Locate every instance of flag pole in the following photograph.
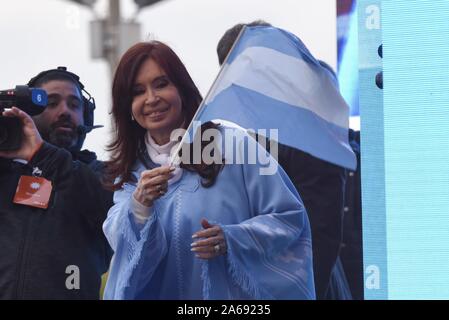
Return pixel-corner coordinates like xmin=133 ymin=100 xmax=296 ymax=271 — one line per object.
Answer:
xmin=169 ymin=25 xmax=246 ymax=166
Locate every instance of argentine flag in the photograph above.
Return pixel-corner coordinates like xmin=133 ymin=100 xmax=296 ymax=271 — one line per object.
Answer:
xmin=195 ymin=27 xmax=357 ymax=170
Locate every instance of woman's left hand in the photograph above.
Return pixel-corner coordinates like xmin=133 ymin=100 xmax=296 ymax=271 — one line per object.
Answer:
xmin=191 ymin=219 xmax=227 ymax=259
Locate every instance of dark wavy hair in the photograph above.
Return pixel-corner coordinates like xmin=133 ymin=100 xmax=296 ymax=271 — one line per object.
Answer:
xmin=105 ymin=41 xmax=223 ymax=190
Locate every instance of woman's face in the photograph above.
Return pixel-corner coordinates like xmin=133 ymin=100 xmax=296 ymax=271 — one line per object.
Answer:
xmin=132 ymin=58 xmax=184 ymax=144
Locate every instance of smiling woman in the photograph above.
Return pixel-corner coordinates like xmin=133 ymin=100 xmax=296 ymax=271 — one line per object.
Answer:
xmin=103 ymin=41 xmax=315 ymax=299
xmin=132 ymin=58 xmax=185 ymax=145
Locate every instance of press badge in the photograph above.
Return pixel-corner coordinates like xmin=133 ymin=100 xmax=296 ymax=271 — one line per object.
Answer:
xmin=14 ymin=170 xmax=53 ymax=209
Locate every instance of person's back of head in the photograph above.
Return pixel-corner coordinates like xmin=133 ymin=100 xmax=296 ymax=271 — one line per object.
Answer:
xmin=217 ymin=20 xmax=271 ymax=65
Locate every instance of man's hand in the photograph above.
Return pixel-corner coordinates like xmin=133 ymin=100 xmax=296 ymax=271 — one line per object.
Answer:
xmin=0 ymin=107 xmax=43 ymax=161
+ + +
#### Written exercise:
Change every "photograph" to "image" in the records, starting at the first line and ending at the line that contains "xmin=14 ymin=170 xmax=53 ymax=209", and leave everything else as it is. Leave out the pictures.

#### Full output:
Locate every instance of flag pole in the following image.
Return pixel-corner coordinates like xmin=133 ymin=100 xmax=296 ymax=271 — one line per object.
Answer:
xmin=169 ymin=25 xmax=246 ymax=166
Locate every instance of argentine flag in the image above.
Return pixel-corner coordinates like xmin=133 ymin=100 xmax=296 ymax=271 — one line per object.
Answer:
xmin=195 ymin=27 xmax=357 ymax=170
Locate every instance of woman's left hand in the image above.
Return pixel-corner coordinates like xmin=133 ymin=100 xmax=296 ymax=271 — one line per object.
Answer:
xmin=191 ymin=219 xmax=227 ymax=259
Locate every instance of dark wavy hair in the image above.
Return pixel-corner coordinates like xmin=133 ymin=100 xmax=296 ymax=271 — one line per object.
Answer:
xmin=105 ymin=41 xmax=223 ymax=190
Locate every instance of woman's face in the image above.
Return pixel-corner coordinates like xmin=133 ymin=100 xmax=296 ymax=271 — one line per object.
Answer:
xmin=132 ymin=58 xmax=184 ymax=144
Locate every instance of smiling woman in the image above.
Return pixel-corner coordinates like xmin=133 ymin=100 xmax=296 ymax=271 — one line per object.
Answer:
xmin=103 ymin=41 xmax=315 ymax=299
xmin=132 ymin=58 xmax=185 ymax=145
Locate every instance of press badge in the image above.
Return pixel-corner coordinates like xmin=133 ymin=100 xmax=296 ymax=271 — one line per object.
Answer:
xmin=14 ymin=170 xmax=53 ymax=209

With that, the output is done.